> [Extracted entries]

_ _ _ _ _

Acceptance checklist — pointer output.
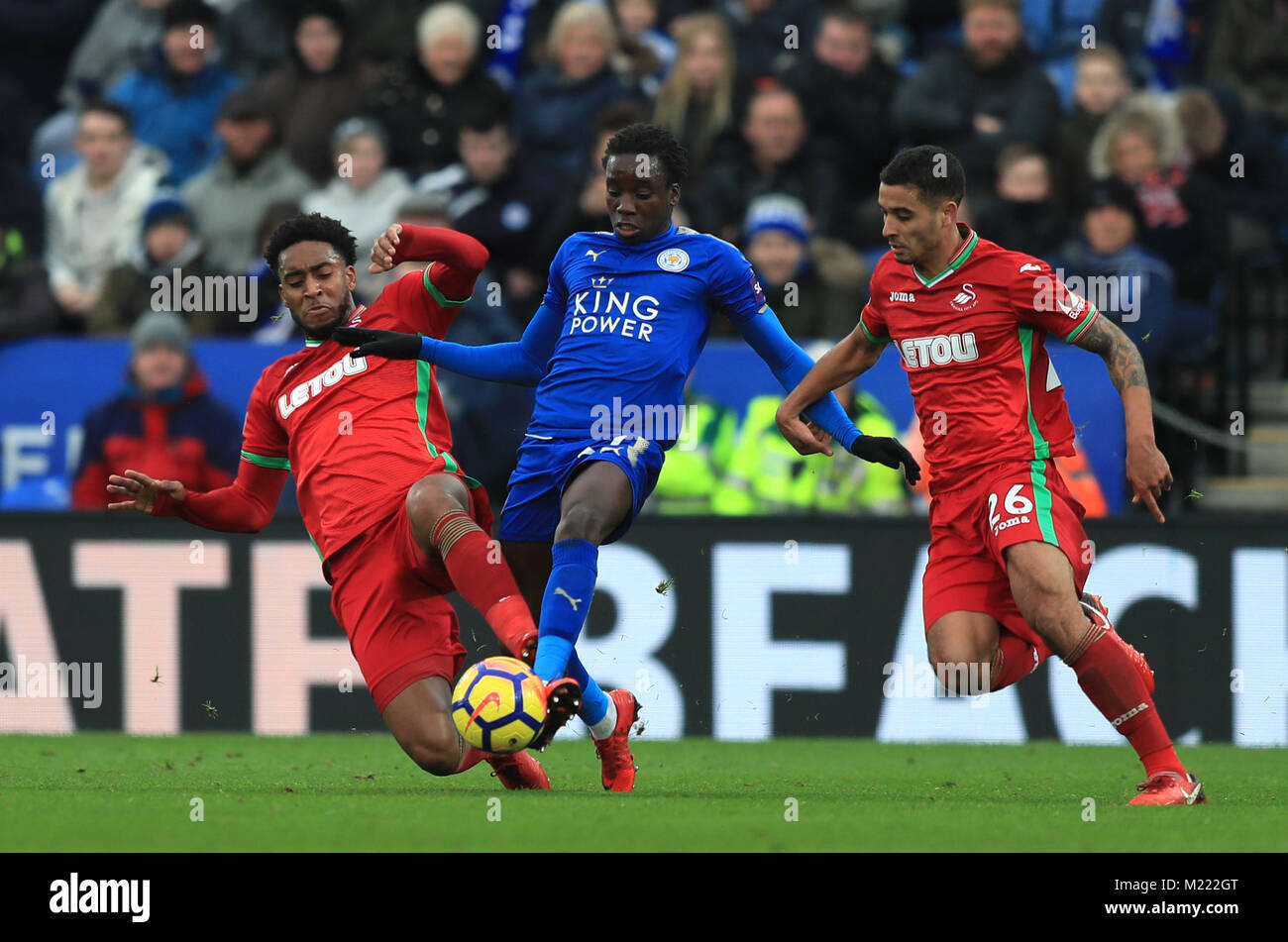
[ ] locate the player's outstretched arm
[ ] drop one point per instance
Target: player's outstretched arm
(1147, 471)
(523, 362)
(838, 366)
(244, 506)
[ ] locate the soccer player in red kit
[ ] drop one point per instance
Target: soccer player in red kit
(1004, 580)
(395, 521)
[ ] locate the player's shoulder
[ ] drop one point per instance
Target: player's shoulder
(1008, 265)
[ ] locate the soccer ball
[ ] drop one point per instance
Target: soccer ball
(498, 705)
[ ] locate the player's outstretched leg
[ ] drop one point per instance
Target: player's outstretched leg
(420, 718)
(439, 508)
(1042, 584)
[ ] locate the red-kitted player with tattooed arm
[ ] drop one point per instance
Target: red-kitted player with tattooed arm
(395, 520)
(1004, 581)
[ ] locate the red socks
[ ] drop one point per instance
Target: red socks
(482, 576)
(1111, 680)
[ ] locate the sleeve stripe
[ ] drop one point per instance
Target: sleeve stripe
(875, 340)
(267, 461)
(438, 295)
(1085, 325)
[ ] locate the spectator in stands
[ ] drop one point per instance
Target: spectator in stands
(488, 418)
(760, 31)
(175, 98)
(168, 244)
(555, 106)
(163, 420)
(1128, 283)
(20, 197)
(317, 87)
(38, 39)
(228, 198)
(980, 97)
(1236, 154)
(29, 306)
(1248, 52)
(365, 194)
(121, 39)
(1022, 213)
(256, 37)
(846, 90)
(698, 99)
(647, 51)
(420, 98)
(1163, 40)
(94, 211)
(501, 198)
(274, 323)
(581, 203)
(1185, 219)
(765, 473)
(1100, 82)
(777, 240)
(780, 158)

_ _ _ _ _

> [To do]
Restate all of the material above word for word. Pictures do not belong in it.

> [Task output]
Acceptance checklist — pointer output.
[ ] locate the player's outstretched arm
[ ] drop one point per instance
Target: player's outstretched arm
(1147, 471)
(523, 362)
(838, 366)
(244, 506)
[ ] locate the soccer player in red kit
[ ] drop one point per instance
Target: soccer player in red kit
(1004, 580)
(395, 521)
[ ] locate the player's shoulder
[ ] drop one point per instance
Target: player's shoulder
(1008, 265)
[ ] locate the soccer ball
[ ] drop one point per instance
Target: soccer ball
(498, 705)
[ ] locate the player's outstretched leg
[ ] drop one point per instance
Target: player's outstretched leg
(420, 718)
(439, 508)
(1042, 584)
[ ] locate the red-kitted player with tattooed arm
[ ] drop one point per instance
Target: red-kitted player with tattooed arm
(395, 520)
(1004, 581)
[ ] locate the red socks
[ ] drop one point per instance
Target: red socks
(482, 576)
(1111, 680)
[ ] locate the sleeve stripe
[ ] drop one point per instance
Target: sleeve stripe
(875, 340)
(267, 461)
(438, 295)
(1085, 325)
[ ] locate the spectator in stands
[ ] drop one point per instance
Target: spectator in stands
(488, 418)
(760, 31)
(175, 98)
(168, 244)
(555, 106)
(163, 420)
(1128, 283)
(20, 197)
(317, 87)
(38, 39)
(228, 198)
(980, 97)
(1236, 154)
(29, 306)
(1248, 52)
(365, 194)
(121, 39)
(1022, 213)
(256, 37)
(846, 90)
(698, 99)
(647, 51)
(420, 98)
(1163, 40)
(94, 211)
(501, 198)
(274, 323)
(581, 203)
(1185, 219)
(765, 473)
(1100, 82)
(777, 240)
(780, 158)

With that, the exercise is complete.